Give back, word for word, the records from the line containing "If you could put a point on the dark silhouette" through the very last line, both of those lines included.

-- DATA LISTING start --

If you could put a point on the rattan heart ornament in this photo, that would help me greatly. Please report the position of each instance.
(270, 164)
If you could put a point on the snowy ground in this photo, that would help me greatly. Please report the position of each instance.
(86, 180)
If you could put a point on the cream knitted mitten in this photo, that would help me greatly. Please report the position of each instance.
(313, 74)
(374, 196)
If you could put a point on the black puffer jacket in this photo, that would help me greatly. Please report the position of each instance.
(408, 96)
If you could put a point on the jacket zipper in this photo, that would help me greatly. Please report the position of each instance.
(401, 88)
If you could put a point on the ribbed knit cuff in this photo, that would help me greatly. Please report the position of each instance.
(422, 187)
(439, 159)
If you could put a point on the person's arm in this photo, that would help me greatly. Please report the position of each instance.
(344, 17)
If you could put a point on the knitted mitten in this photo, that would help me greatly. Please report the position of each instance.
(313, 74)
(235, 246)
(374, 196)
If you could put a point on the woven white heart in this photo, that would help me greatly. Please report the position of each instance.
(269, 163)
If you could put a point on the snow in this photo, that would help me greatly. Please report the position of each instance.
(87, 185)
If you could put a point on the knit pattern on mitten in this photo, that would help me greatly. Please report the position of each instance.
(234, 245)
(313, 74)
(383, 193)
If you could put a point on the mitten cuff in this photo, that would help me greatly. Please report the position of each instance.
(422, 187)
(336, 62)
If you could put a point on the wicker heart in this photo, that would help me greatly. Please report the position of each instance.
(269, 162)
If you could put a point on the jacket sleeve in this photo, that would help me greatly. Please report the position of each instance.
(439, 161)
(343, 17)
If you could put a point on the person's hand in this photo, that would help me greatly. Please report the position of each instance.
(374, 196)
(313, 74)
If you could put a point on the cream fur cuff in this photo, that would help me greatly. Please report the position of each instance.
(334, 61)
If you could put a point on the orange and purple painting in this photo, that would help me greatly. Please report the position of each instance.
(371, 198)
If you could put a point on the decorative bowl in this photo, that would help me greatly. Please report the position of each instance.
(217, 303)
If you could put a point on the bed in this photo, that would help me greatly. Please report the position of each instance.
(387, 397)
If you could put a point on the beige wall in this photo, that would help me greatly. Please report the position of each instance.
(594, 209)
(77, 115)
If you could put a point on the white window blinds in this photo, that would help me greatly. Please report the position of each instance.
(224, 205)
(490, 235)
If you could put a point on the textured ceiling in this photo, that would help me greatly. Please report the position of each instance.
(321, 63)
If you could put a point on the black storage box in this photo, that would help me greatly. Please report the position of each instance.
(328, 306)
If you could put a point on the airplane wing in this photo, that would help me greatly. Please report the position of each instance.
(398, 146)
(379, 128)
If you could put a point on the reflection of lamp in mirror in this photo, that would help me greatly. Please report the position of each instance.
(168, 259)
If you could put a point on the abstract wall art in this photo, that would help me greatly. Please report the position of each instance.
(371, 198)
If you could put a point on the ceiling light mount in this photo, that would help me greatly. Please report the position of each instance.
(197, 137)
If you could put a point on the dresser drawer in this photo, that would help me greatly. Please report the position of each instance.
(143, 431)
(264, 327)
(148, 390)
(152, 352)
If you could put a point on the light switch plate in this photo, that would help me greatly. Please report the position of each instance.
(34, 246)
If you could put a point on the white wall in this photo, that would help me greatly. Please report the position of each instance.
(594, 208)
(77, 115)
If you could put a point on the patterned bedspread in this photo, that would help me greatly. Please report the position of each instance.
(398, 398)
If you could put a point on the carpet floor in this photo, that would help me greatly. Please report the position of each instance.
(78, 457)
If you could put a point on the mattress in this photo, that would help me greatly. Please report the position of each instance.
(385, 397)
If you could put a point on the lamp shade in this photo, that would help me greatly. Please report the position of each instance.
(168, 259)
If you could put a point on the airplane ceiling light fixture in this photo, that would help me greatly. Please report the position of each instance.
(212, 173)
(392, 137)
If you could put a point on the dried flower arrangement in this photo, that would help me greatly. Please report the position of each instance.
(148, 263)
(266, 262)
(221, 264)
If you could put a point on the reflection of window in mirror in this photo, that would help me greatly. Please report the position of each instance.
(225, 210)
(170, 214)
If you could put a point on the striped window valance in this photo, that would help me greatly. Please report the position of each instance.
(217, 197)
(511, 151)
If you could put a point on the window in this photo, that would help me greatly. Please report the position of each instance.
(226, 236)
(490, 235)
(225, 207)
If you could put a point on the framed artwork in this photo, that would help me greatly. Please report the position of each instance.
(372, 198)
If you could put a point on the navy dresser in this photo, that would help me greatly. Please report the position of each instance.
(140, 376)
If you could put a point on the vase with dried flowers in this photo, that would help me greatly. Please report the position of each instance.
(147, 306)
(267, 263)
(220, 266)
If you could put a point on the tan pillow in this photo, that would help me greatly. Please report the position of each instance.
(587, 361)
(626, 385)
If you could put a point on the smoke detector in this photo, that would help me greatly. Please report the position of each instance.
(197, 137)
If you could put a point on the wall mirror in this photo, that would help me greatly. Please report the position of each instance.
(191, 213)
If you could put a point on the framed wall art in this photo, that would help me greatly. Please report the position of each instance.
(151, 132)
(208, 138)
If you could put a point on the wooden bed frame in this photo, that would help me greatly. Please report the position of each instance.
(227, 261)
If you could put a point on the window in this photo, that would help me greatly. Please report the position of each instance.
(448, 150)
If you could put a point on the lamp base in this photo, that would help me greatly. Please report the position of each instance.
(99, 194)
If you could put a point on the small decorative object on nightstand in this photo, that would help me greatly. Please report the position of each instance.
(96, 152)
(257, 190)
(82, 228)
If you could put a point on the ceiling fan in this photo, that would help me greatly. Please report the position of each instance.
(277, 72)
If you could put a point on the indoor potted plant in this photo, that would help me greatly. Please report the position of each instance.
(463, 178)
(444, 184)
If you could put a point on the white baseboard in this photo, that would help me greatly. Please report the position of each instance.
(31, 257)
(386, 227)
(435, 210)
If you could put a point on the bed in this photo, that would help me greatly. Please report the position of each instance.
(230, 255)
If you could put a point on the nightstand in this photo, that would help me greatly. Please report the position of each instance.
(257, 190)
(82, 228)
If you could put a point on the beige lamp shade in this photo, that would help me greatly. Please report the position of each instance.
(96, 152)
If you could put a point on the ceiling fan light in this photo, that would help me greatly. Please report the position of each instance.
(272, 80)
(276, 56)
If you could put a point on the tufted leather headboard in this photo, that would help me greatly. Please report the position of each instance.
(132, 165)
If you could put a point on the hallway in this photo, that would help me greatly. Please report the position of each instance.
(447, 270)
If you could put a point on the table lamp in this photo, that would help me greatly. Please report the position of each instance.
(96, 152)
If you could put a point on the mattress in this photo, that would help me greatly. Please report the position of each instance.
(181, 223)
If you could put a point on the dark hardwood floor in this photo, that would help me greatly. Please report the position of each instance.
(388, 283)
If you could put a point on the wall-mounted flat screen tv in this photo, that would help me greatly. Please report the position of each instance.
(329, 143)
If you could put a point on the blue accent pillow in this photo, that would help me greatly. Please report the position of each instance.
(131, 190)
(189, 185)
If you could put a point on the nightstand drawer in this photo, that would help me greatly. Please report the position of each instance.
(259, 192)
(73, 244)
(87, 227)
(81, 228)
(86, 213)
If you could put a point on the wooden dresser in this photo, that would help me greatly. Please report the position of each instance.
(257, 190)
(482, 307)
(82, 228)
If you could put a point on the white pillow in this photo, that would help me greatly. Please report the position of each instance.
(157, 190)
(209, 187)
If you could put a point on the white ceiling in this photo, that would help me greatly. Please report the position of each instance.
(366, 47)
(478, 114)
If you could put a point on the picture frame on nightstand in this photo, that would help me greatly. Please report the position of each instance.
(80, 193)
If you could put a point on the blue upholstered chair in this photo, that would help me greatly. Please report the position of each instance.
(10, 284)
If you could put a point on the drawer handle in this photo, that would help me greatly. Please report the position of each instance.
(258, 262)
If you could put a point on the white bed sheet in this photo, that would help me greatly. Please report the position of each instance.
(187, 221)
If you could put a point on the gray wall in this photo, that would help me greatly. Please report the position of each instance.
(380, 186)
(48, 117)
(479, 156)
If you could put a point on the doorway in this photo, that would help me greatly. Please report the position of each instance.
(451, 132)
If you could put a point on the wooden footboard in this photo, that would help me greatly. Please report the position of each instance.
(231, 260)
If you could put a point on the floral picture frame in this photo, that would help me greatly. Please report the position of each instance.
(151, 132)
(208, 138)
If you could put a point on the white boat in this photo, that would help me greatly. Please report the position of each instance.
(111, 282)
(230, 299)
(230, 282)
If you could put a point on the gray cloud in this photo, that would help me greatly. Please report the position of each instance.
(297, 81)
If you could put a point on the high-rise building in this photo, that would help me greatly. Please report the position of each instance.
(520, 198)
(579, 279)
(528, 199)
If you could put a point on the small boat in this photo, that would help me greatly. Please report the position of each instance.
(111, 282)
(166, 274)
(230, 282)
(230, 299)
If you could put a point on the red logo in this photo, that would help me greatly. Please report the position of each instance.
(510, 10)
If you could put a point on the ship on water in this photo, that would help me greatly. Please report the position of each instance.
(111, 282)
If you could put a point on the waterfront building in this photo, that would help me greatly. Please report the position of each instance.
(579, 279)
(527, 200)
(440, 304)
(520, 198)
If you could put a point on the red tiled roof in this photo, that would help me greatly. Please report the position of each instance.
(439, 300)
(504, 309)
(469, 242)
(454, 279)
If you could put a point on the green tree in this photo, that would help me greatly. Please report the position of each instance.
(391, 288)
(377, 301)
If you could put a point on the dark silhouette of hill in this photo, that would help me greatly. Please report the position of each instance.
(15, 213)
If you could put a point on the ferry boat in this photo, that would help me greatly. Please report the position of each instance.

-- DATA LISTING end --

■ **ANSWER**:
If you could put a point on the dark silhouette of hill in this photo, that would help me greatly. Please report the position of each instance.
(15, 213)
If you could put a point on the ferry boat in this photo, that would help me greatly. Please report the position of each instance.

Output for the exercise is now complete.